Lesetext:

-=-=-

Ja, Wolfgang, Milch hatten wir in meiner frühen Kindheit auch noch in einer Henkelkanne aus Blech oder Plastik in einem Milchgeschäft geholt, wo die Milch aus einem großen runden Behälter mit einem langen Hebel in die Kanne gepumpt wurde. Das war beim Benner in der Holzgasse in Niederlahnstein. Etwas später kam die Milch in dünnen Plastik Tüten-Flaschen von Schwälbchen heraus, dem Vorgänger der heute noch üblichen Tetrapacks.
Whow, wie alt sind wir denn, dass wir das so erlebt haben?
Und bevor wir Bier, Limo und Wasser kistenweise beim Förger bestellten, kauften wir sie Flaschenweise bei Murachs, Nachbarn im Haus gegenüber, die die Flaschen an der Wohnungstür verkauften.

-=-=-

Die Aufgabe:
Geben Sie aus dem Lesetext über Einkäufe in der Kindheit den Teil wortgetreu wieder, beginnend mit „Und bevor wir“ und fortlaufend bis einschließlich „der Wohnungstür verkauften.“.

-=-=-

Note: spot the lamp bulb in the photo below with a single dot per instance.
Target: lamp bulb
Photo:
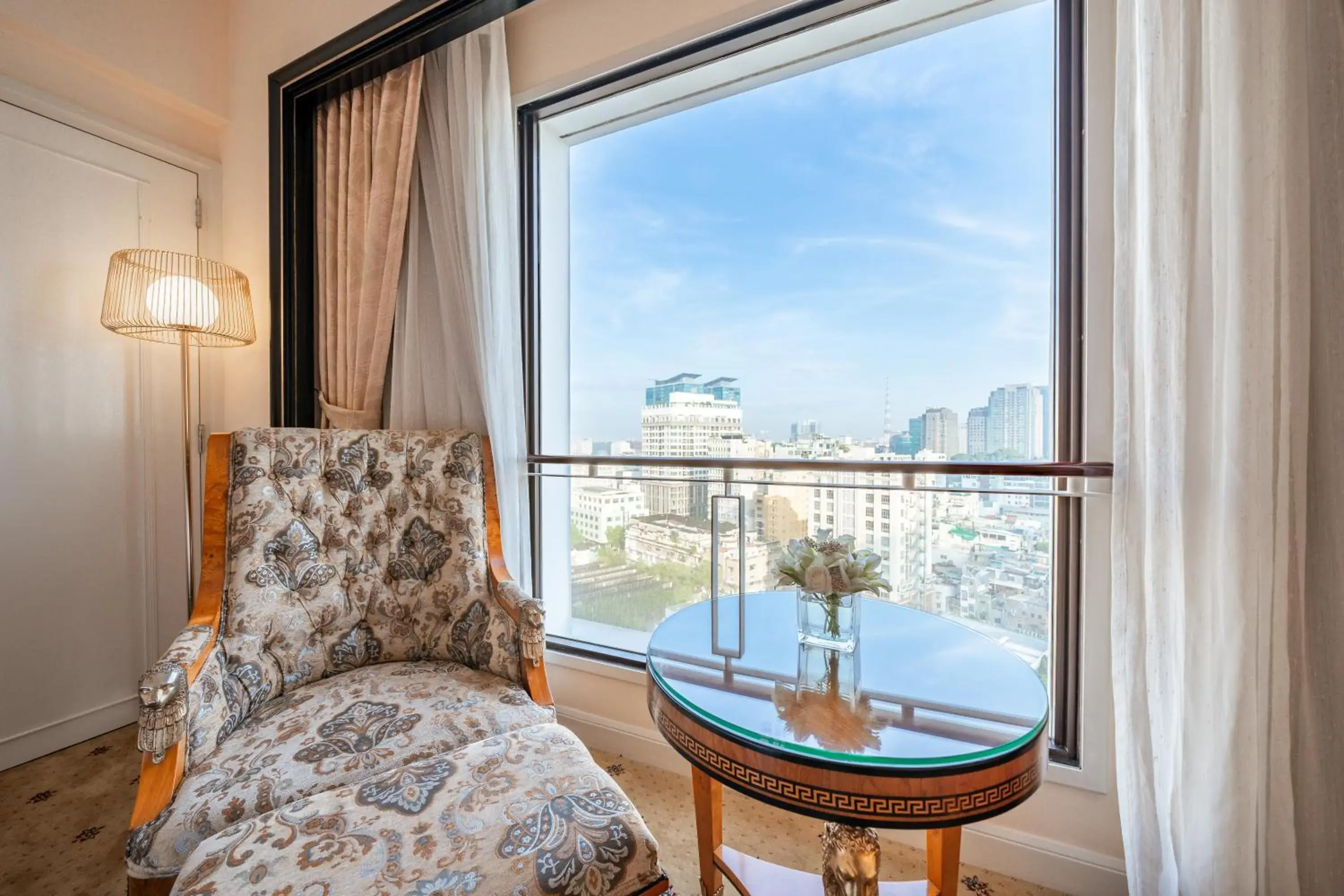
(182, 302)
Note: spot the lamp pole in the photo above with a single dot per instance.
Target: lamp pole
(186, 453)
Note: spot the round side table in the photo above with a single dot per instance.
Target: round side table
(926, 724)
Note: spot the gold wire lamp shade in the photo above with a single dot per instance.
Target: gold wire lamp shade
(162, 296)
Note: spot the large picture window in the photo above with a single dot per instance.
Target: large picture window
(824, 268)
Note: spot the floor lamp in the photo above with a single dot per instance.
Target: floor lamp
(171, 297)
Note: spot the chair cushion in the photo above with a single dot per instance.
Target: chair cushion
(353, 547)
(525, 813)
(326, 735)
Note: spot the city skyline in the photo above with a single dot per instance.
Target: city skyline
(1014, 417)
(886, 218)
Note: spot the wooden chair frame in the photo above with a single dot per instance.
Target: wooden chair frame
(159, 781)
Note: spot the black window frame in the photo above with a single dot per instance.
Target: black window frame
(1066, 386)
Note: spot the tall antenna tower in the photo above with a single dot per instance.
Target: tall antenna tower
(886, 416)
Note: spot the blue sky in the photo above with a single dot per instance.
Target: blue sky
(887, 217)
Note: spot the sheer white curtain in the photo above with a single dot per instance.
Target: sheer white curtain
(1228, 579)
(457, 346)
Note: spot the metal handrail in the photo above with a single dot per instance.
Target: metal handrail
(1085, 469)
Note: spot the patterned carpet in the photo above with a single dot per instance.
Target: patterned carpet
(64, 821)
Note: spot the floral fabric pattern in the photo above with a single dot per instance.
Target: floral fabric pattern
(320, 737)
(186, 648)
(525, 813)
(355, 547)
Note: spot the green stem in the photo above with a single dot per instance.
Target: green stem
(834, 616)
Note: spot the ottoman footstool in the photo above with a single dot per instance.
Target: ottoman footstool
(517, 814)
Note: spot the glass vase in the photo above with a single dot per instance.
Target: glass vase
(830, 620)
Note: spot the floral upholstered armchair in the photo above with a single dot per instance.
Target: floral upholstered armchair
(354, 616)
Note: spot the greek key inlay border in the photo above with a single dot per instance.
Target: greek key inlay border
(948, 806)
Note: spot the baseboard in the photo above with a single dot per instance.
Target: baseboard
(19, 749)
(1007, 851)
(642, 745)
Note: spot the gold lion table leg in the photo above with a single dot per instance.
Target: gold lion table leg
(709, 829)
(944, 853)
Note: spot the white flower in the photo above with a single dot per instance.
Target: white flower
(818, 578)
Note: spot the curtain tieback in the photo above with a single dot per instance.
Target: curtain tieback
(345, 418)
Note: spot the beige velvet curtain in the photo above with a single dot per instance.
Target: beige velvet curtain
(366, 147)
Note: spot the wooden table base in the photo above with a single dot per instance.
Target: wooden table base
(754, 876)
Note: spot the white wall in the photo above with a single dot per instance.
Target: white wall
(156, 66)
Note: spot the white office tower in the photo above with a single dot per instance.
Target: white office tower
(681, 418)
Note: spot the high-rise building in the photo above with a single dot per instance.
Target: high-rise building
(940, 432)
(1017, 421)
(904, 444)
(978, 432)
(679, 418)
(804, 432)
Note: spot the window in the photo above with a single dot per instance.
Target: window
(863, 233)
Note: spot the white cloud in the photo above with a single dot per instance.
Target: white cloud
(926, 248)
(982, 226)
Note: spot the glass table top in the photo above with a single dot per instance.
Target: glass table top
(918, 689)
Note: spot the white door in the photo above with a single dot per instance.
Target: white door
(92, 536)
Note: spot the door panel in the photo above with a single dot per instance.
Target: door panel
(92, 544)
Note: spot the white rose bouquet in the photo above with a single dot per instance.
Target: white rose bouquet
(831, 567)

-=-=-

Lösung der Aufgabe:
Und bevor wir Bier, Limo und Wasser kistenweise beim Förger bestellten, kauften wir sie Flaschenweise bei Murachs, Nachbarn im Haus gegenüber, die die Flaschen an der Wohnungstür verkauften.